EXERCISE INSTRUCTIONS. Your task is to reproduce exactly the lines from the one containing "the woman's raised" through the last line below, both ends included, and nothing else, with no pictures.

[Dataset entries]
──────────

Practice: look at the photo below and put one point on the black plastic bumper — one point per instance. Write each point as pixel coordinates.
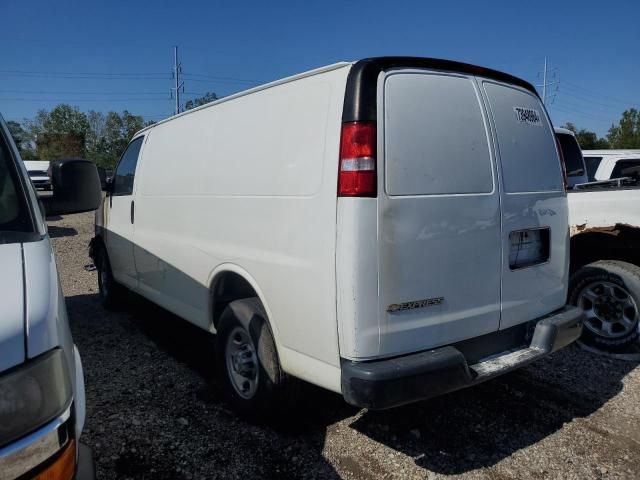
(396, 381)
(86, 468)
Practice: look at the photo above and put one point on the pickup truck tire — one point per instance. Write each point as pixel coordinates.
(112, 294)
(248, 364)
(609, 293)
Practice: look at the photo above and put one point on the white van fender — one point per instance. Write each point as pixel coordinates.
(215, 275)
(294, 363)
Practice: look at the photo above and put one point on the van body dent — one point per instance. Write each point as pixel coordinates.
(402, 223)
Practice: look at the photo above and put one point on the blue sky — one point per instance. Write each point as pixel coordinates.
(118, 55)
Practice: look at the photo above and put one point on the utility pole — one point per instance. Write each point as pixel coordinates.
(177, 70)
(546, 84)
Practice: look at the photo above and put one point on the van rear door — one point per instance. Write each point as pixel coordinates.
(439, 221)
(534, 208)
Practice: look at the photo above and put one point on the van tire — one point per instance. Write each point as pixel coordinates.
(616, 306)
(112, 294)
(243, 330)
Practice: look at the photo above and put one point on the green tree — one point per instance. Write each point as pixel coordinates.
(626, 134)
(18, 133)
(588, 140)
(196, 102)
(60, 133)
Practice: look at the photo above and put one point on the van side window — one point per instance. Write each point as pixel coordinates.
(126, 170)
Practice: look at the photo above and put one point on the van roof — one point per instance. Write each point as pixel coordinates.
(566, 131)
(604, 153)
(259, 88)
(361, 91)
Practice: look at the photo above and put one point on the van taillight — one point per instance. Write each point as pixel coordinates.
(357, 174)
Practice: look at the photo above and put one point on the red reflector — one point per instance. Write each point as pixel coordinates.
(357, 169)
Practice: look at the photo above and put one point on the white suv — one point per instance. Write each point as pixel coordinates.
(42, 399)
(609, 164)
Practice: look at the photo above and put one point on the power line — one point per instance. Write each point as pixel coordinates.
(588, 94)
(48, 92)
(177, 71)
(546, 84)
(25, 99)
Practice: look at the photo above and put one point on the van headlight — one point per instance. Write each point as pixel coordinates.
(33, 394)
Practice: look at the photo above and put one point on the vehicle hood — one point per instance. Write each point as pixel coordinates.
(12, 334)
(33, 318)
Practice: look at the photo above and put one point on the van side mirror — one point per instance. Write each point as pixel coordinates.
(76, 187)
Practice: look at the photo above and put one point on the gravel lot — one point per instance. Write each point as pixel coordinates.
(154, 410)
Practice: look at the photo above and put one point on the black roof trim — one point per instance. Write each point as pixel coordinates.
(360, 97)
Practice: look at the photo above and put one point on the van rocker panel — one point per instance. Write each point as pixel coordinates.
(400, 380)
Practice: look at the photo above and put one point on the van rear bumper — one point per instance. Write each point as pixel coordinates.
(381, 384)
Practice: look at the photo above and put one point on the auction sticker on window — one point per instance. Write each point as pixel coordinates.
(529, 116)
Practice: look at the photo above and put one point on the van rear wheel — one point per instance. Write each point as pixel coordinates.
(112, 294)
(248, 364)
(609, 293)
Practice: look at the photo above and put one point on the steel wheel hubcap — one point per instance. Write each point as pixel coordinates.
(609, 309)
(242, 363)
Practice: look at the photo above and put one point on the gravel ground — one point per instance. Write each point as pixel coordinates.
(154, 409)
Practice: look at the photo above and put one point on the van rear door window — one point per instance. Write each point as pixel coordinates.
(624, 168)
(592, 164)
(126, 170)
(435, 136)
(572, 154)
(14, 211)
(528, 154)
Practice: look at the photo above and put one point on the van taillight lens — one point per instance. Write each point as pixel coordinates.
(357, 174)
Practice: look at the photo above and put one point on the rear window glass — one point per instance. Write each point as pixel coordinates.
(592, 164)
(526, 141)
(572, 155)
(435, 136)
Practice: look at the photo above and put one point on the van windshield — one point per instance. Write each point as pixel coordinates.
(15, 217)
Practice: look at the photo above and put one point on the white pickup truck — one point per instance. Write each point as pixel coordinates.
(604, 222)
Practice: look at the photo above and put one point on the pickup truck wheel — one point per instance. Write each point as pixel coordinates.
(609, 293)
(112, 294)
(247, 361)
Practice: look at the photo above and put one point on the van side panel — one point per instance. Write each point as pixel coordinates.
(250, 182)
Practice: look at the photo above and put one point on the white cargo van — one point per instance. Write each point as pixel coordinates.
(389, 229)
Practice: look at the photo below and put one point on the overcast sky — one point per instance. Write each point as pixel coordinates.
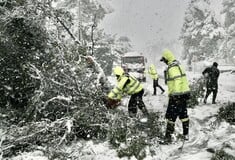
(145, 21)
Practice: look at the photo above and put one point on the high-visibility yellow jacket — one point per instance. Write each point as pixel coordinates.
(175, 76)
(153, 72)
(126, 84)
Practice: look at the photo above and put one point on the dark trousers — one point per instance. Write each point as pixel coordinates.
(177, 107)
(135, 101)
(211, 89)
(155, 85)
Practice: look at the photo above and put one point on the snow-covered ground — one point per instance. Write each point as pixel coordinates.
(204, 131)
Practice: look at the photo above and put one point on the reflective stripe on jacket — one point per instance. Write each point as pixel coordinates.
(126, 84)
(176, 79)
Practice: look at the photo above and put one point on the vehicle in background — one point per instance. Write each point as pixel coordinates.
(134, 64)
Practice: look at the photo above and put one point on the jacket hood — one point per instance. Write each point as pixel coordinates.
(168, 55)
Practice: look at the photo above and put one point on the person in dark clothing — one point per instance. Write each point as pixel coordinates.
(211, 74)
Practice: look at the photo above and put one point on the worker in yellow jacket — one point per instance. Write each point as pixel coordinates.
(127, 84)
(179, 93)
(153, 74)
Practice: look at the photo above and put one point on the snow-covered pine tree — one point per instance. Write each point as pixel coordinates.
(227, 50)
(201, 32)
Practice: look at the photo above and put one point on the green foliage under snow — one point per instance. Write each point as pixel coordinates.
(227, 113)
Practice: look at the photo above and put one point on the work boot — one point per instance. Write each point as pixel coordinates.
(169, 130)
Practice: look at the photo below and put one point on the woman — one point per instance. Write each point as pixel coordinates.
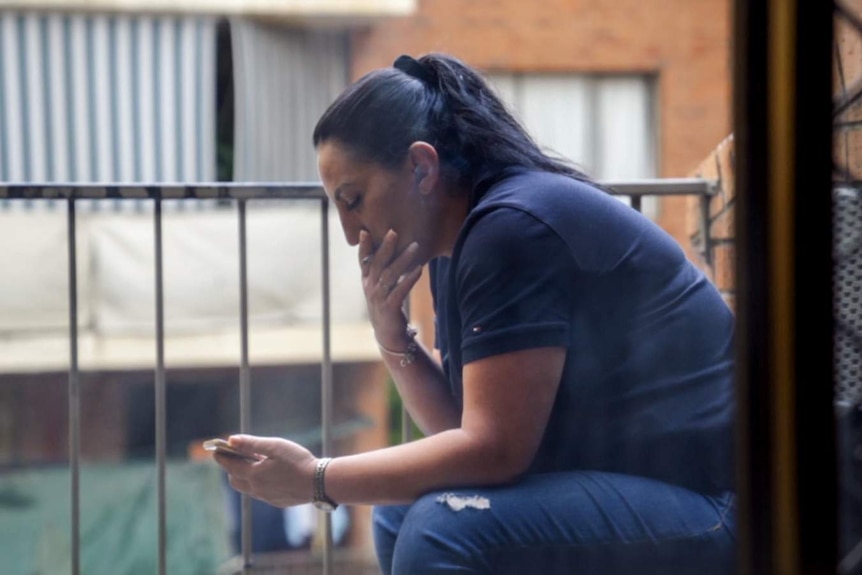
(578, 419)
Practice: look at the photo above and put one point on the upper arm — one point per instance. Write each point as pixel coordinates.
(507, 403)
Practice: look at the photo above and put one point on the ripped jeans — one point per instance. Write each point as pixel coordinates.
(581, 522)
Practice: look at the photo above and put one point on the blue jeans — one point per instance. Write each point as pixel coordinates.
(582, 522)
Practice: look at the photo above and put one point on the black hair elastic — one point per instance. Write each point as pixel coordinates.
(416, 69)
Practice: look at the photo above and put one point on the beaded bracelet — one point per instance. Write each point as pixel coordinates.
(407, 356)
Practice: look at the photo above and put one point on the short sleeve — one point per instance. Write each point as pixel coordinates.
(514, 280)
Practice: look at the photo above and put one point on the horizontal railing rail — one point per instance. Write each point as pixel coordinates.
(239, 193)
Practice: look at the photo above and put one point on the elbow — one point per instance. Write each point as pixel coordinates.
(503, 464)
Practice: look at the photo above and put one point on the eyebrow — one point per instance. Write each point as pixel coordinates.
(339, 192)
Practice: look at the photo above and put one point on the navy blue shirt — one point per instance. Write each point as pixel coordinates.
(545, 260)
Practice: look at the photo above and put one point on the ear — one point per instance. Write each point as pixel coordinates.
(425, 164)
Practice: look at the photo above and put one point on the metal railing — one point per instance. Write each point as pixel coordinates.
(240, 194)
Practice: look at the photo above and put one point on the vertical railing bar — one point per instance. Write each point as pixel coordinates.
(326, 375)
(244, 383)
(406, 421)
(74, 392)
(160, 390)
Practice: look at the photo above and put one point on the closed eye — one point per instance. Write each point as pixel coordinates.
(353, 204)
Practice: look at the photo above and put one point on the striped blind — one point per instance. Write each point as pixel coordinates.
(106, 98)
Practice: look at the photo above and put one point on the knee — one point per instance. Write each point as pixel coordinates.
(430, 540)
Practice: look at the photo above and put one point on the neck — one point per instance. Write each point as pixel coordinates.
(454, 210)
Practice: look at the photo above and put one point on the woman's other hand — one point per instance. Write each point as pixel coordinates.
(284, 478)
(387, 278)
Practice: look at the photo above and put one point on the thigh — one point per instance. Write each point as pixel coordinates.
(574, 522)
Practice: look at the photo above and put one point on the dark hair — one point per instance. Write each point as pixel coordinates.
(442, 101)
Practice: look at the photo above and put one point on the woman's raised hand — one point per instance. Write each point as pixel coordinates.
(387, 278)
(283, 477)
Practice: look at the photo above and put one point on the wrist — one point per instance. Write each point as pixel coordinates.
(406, 351)
(319, 497)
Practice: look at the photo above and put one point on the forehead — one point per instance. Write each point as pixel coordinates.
(335, 162)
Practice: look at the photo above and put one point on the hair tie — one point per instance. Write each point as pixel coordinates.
(416, 69)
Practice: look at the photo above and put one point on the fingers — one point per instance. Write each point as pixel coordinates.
(265, 446)
(365, 252)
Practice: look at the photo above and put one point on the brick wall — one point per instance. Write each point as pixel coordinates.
(712, 236)
(715, 252)
(684, 44)
(847, 74)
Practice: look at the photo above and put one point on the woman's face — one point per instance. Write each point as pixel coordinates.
(371, 198)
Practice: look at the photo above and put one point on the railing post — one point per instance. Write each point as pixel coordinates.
(74, 394)
(160, 391)
(244, 383)
(326, 375)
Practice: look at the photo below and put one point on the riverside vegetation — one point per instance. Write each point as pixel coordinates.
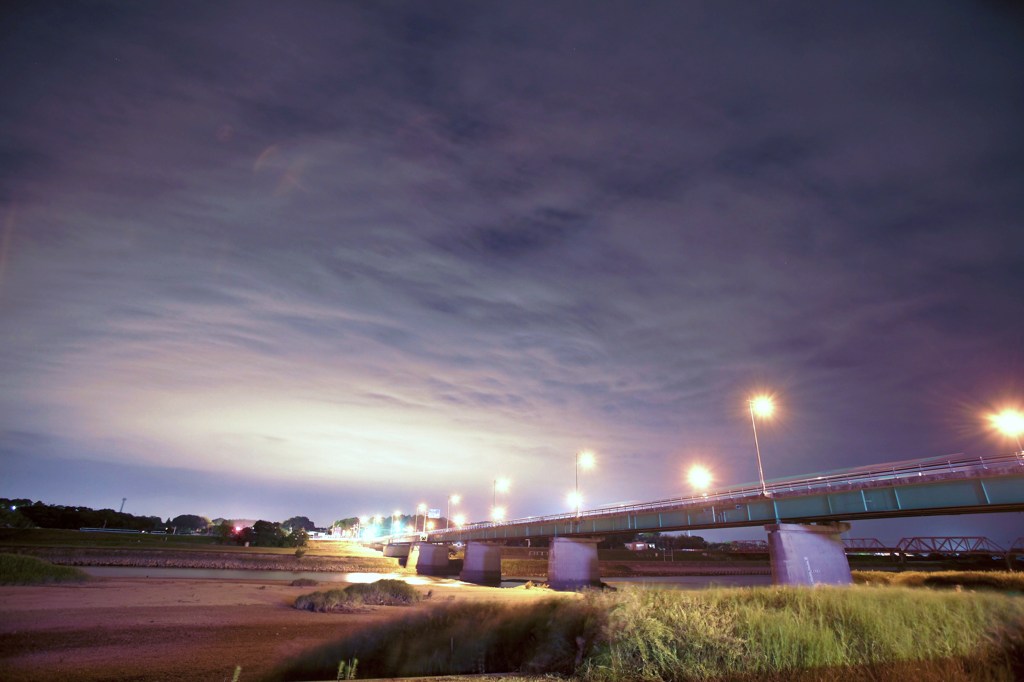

──────────

RESPONSE BOX.
Practice: look at the photo above and put one point on the woman's raised hand — one point per instance. Write each point as pixel coordinates.
(387, 278)
(283, 477)
Practice: look at the photo above and put one point on the wrist — one point per instance. Write each point as pixel coordinates.
(406, 351)
(319, 497)
Practice: look at the photo above and put one point on the forehead — one point per instance. Write each point as pixel coordinates.
(335, 162)
Practice: look at the photo above and put one point on the hair tie — one point per instance. Write each point as pixel coordinates.
(416, 69)
Practice: look at the photo above and put one point on the fingers — one point per instance. Write each point as pixel coordinates.
(265, 446)
(365, 252)
Practice: look at the photo above and put one point on the brick wall — one point per instance. Write each point as pixel coordinates.
(712, 236)
(715, 252)
(684, 44)
(847, 74)
Practice: look at the photo above and put one point on the woman's face — one point per instance. Write each point as pixel coordinates.
(371, 198)
Practice: look at the photo above and put one point on the railing post — one point per instance. Write each point as pixel coordinates.
(74, 394)
(160, 391)
(244, 383)
(326, 375)
Practice: look at the photo below and put one point on the riverside vegetation — one point per instance. Write each point as pixel coordinates.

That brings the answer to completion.